- _Requirement_: Only the pictures are to be left out; set down the rest of the records exactly.

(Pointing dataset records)
######

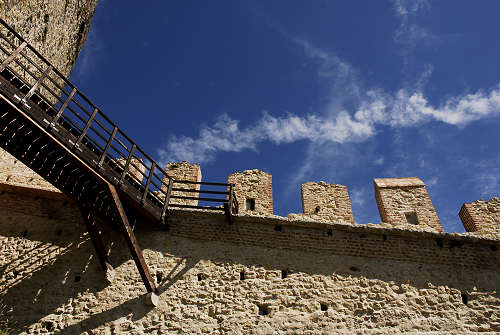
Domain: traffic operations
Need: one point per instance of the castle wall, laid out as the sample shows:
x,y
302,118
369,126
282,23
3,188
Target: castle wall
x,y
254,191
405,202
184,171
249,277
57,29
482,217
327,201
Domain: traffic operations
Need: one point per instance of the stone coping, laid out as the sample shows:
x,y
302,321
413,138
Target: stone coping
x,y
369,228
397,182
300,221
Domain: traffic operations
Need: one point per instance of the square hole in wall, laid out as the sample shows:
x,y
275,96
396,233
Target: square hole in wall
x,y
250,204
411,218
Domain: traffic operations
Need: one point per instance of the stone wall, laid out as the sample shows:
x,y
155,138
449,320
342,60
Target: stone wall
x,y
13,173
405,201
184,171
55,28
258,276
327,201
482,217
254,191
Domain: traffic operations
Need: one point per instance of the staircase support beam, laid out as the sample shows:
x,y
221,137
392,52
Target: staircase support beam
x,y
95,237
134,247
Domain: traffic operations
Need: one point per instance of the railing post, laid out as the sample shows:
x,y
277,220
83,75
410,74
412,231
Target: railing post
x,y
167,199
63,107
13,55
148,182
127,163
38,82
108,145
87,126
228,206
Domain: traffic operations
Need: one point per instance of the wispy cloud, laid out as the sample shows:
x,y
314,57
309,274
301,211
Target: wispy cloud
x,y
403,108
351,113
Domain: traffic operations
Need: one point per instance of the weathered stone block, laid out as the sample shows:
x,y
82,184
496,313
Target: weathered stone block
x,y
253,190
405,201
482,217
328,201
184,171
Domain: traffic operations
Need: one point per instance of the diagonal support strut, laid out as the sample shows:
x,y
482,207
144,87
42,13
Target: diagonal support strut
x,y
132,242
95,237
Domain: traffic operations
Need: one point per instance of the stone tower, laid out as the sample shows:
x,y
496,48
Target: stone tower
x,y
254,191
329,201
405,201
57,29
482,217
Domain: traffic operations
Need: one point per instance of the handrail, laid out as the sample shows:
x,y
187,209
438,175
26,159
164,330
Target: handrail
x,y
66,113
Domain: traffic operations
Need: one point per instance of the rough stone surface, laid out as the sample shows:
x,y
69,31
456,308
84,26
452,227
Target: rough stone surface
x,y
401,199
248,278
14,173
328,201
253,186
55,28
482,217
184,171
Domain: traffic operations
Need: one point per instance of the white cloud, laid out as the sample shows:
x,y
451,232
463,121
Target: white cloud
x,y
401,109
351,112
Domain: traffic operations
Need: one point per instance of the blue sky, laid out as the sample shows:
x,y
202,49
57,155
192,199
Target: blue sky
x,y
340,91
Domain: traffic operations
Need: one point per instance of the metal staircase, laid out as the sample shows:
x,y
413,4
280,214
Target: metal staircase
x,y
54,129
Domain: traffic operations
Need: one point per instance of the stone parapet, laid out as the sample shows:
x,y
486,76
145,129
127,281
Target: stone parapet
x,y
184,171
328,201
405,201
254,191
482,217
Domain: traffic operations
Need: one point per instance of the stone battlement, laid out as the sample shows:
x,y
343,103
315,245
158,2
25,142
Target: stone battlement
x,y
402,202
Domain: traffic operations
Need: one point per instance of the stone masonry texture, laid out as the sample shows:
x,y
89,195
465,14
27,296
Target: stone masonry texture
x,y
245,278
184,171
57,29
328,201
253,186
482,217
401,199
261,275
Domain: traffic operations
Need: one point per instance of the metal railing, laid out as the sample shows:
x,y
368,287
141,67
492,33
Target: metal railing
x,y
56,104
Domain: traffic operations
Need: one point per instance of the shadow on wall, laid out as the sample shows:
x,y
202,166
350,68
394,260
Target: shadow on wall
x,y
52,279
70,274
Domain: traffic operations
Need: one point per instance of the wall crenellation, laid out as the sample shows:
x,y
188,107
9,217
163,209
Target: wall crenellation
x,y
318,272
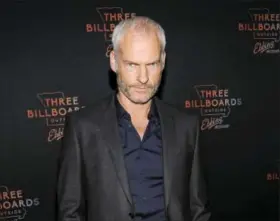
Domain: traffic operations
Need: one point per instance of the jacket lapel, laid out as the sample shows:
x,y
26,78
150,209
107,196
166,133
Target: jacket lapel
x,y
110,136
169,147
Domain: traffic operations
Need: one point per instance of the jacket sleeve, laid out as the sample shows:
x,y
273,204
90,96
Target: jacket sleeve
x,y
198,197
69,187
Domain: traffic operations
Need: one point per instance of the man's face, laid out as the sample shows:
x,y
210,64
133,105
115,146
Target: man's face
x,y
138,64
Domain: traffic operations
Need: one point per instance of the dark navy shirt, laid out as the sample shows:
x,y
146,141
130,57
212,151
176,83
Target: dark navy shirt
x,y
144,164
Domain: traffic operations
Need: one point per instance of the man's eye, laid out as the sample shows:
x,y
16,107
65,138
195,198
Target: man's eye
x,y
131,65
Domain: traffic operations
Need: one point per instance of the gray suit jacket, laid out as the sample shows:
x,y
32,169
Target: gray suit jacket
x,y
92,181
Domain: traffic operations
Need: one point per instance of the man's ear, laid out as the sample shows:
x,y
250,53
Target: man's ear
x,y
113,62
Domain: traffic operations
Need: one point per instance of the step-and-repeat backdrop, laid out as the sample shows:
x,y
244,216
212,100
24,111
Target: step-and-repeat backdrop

######

- _Response to the task_:
Domain: traffic operations
Need: one point per instance of the castle wall, laid out as the sample shows:
x,y
302,118
369,126
282,23
3,188
Target: castle wall
x,y
254,191
405,202
184,171
249,277
57,29
482,217
327,201
Domain: traffic operations
Need: one point per instance of the stone coping, laid out as the sample shows:
x,y
302,321
413,138
Target: stone coping
x,y
369,228
397,182
300,221
Domain: traffic operations
Need: one point per instance of the square hole in wall, laid out as the sample shows:
x,y
275,96
396,233
Target: square hole in wall
x,y
250,204
411,218
Domain: traffic operations
Need: one point per instance of the stone wall, laid out as the sample shows:
x,y
155,138
449,320
342,60
Target: stone wall
x,y
13,173
405,201
184,171
55,28
258,276
327,201
482,217
254,191
Domain: traffic operations
Need: one point per instance of the staircase support beam, laid out as the sample shows:
x,y
221,137
392,52
Target: staircase support beam
x,y
95,237
134,247
Domain: traffic operations
Need: one point per instance of the railing post, laid out as the sample shows:
x,y
277,220
83,75
410,74
412,231
Target: railing post
x,y
167,199
63,107
13,55
148,182
127,163
38,82
108,145
87,126
228,206
Domain: traffic operations
Need: one point per instance of the wispy cloud, laid out as the sample shows:
x,y
314,57
309,274
301,211
Target: wispy cloud
x,y
403,108
351,113
Domain: traffic operations
Need: one point per instance of the weathered stone block, laid out as the sample shows:
x,y
82,184
496,313
Target: weathered stone block
x,y
253,190
405,201
482,217
328,201
184,171
Domain: traffic operations
Need: one point per instance of the diagonal support strut, laid out as the sample shows:
x,y
482,207
144,87
42,13
Target: diagonal support strut
x,y
132,242
95,237
Domain: traffic operations
Need: one point per instance of the stone tower, laid out as the sample shows:
x,y
496,48
Target: stone tower
x,y
254,191
329,201
405,201
57,29
482,217
Domain: traffic operations
Need: one point per instance of the handrail, laid out as the sample shows:
x,y
187,209
438,175
26,159
164,330
Target: handrail
x,y
66,113
Domain: traffic operations
Need: one point per instance of the rough stone surface, laid out as the sample shows:
x,y
69,31
456,308
84,26
452,227
Target: rough stone surface
x,y
401,199
248,278
14,173
328,201
253,186
55,28
482,217
184,171
Domain: traffic operations
Need: one point per instance of the white cloud, laid out as the sample shows:
x,y
451,232
463,121
Target: white cloud
x,y
401,109
351,112
Domain: traffic operations
Need: one point per instance of the blue sky, laid out as the sample shows:
x,y
202,49
57,155
192,199
Target: blue sky
x,y
340,91
Domain: traffic operations
Need: one point per instance of the metal staircase, laid out as the sample shows:
x,y
413,4
280,214
Target: metal staircase
x,y
54,129
Domain: traffic operations
Need: one point per instance of the stone parapet, laid out as the sample shows:
x,y
486,76
145,129
127,281
Target: stone parapet
x,y
184,171
328,201
405,201
254,191
482,217
Domain: traffic operations
Need: one point per instance of the stone battlement, laid out as the sample shows:
x,y
343,103
315,245
158,2
25,142
Target: stone battlement
x,y
402,202
Domain: traffic operations
Need: one point per instance of the stone masonry texture, laid out as the sample shows:
x,y
89,195
465,14
27,296
Target: stone masonry texture
x,y
245,278
184,171
57,29
328,201
253,186
482,217
401,199
261,275
Domain: traffic operations
Need: one point per instance of the metal railing, laid out as the sample shows:
x,y
368,287
141,67
492,33
Target: metal railing
x,y
56,104
Domain: traffic operations
Need: one point per instance of the shadow on wall, laid out as the sample shows:
x,y
202,166
350,68
394,260
Target: shadow on wall
x,y
52,279
70,274
Domain: traffic operations
Need: one point per instance of the wall crenellation, laid out as the sample shows:
x,y
188,107
9,217
163,209
Target: wall crenellation
x,y
318,272
Domain: traffic operations
Need: one point per instance of the jacket lapel, laid out as the sample shows:
x,y
26,78
150,209
107,196
166,133
Target: jacket lapel
x,y
110,136
169,147
Domain: traffic operations
Need: one point per instance of the jacket sleeve, laid out as the sample shows:
x,y
273,204
90,96
Target: jacket sleeve
x,y
198,197
69,187
Domain: traffic operations
Need: one point per instance of the man's face, laid out as the sample shows:
x,y
210,64
133,105
115,146
Target: man's face
x,y
138,64
Domain: traffic operations
Need: one point per instance of the dark navy shirt, laid out as the sample shows:
x,y
146,141
130,57
212,151
176,83
Target: dark navy shirt
x,y
144,164
Domain: traffic operations
Need: one point per instance of the man's eye, laid out as the sample shows:
x,y
16,107
65,138
195,198
Target: man's eye
x,y
131,65
Domain: traffic operations
Need: one point per instance of the gray suit jacket, laid out as the sample shows:
x,y
32,169
Target: gray suit jacket
x,y
92,181
Domain: traffic operations
Need: one point per instance of the man's ear, laid out as the sample shows:
x,y
250,53
Target: man's ear
x,y
113,62
Domain: traffic operations
Need: one point per instance of the step-and-repeat backdrop, laid out as the sample shows:
x,y
244,216
212,100
24,111
Target: step-and-repeat backdrop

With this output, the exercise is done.